Can protest movements stay alive in the absence of something like the Counterculture of the Sixties?  Has enough work been done to build a culture of dissent to sustain them?

Near the end of the Sixties, the University of Texas School of Communication, together with Stanford University, hosted a week-long seminar every year at Pebble Beach.  The schools brought a handful of graduate students and professors to Pebble Beach to spend a week with the leaders of the mainstream media.  The kicker -- the brainchild of Stan Donner -- was that the "leaders" who were invited to the seminars were the number two men and women of the broadcast industry, the men and women UT and Stanford figured had the best shot at grabbing power and doing something different when they did.  The theory was that the last people in the world who would shake things up were the people in charge.  If you wanted to talk to somebody in the industry about doing something better, the person you needed to get to was the heir apparent.

The problem with the American political system now is that not only the leaders, but all of the possible pretenders to positions of leadership -- to political office, you see -- have been vetted by an establishment process that has eliminated the possibility that any anti-establishment -- read anti-Wall Street and anti-Corporate -- idea will work its way into the political process.  The culture just isn't there to sustain it.

Wednesday, July 2, 2008

Connections

Alfred North Whitehead once wrote: "Our knowledge of the particular facts of the world around us is gained from our sensations. We see, and hear, and taste, and smell, and feel hot and cold, and push, and rub, and ache, and tingle. These are just our own personal sensations: my toothache cannot be your toothache, and my sight cannot be your sight."

+-------+

Reproduce, word for word, the part of the excerpt on protest and dissent that opens with the words containing "Can protest movements" and closes with "to sustain them?". Rely on nothing but the excerpt on protest and dissent.

+-------+

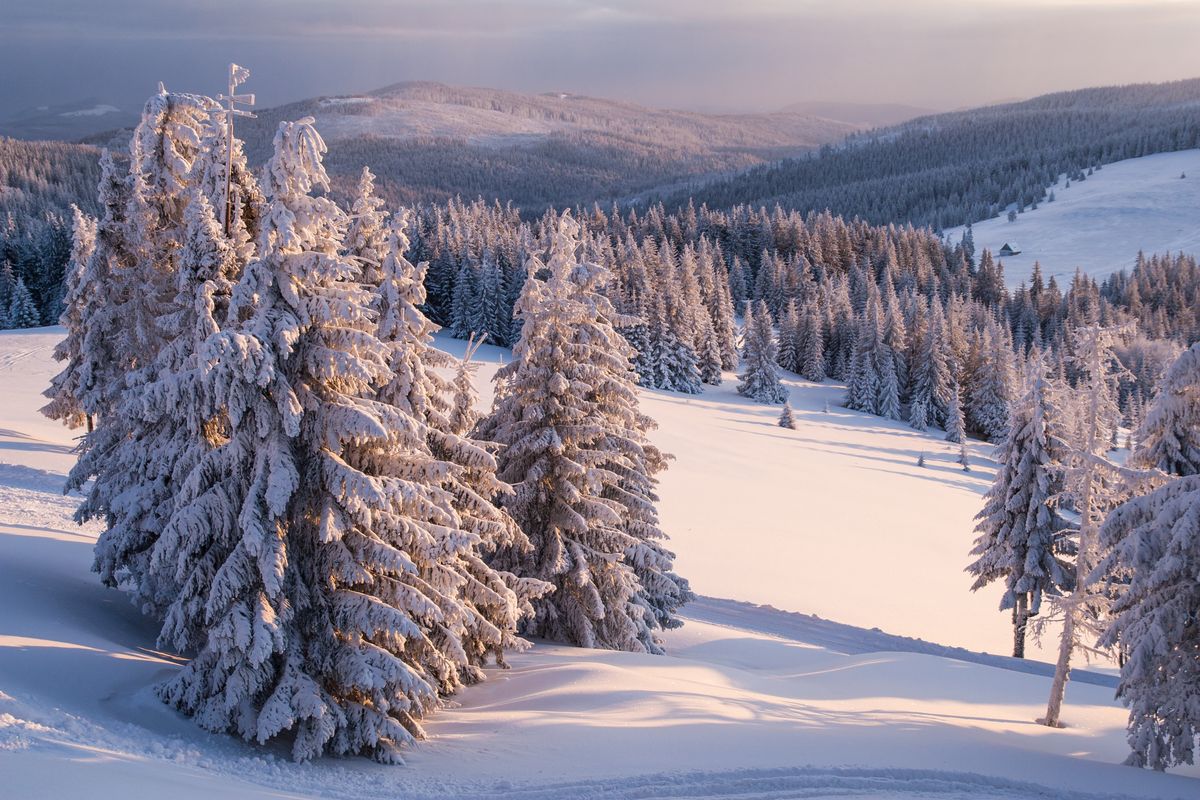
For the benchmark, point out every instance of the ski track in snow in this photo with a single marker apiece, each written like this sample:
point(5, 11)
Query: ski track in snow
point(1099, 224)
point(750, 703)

+-------+

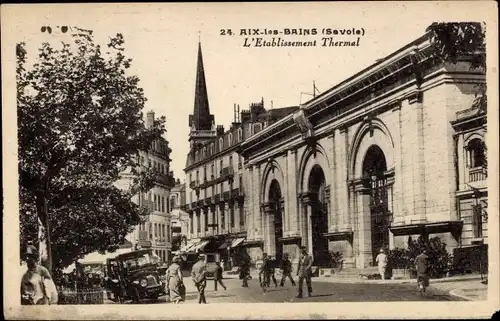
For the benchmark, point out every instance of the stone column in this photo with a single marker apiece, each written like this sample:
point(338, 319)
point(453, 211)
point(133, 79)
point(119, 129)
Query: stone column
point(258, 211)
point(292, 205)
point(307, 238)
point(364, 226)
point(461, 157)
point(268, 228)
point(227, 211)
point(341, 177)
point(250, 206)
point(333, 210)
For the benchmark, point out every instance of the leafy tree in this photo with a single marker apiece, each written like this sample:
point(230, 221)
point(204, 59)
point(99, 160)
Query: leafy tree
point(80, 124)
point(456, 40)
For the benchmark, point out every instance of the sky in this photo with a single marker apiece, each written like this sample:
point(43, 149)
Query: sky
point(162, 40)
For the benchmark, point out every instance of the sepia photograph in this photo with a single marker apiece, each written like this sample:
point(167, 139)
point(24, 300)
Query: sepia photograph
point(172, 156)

+-------+

**ANSWER FOR THIS EXERCISE:**
Can protest movements stay alive in the absence of something like the Counterculture of the Sixties?  Has enough work been done to build a culture of dissent to sustain them?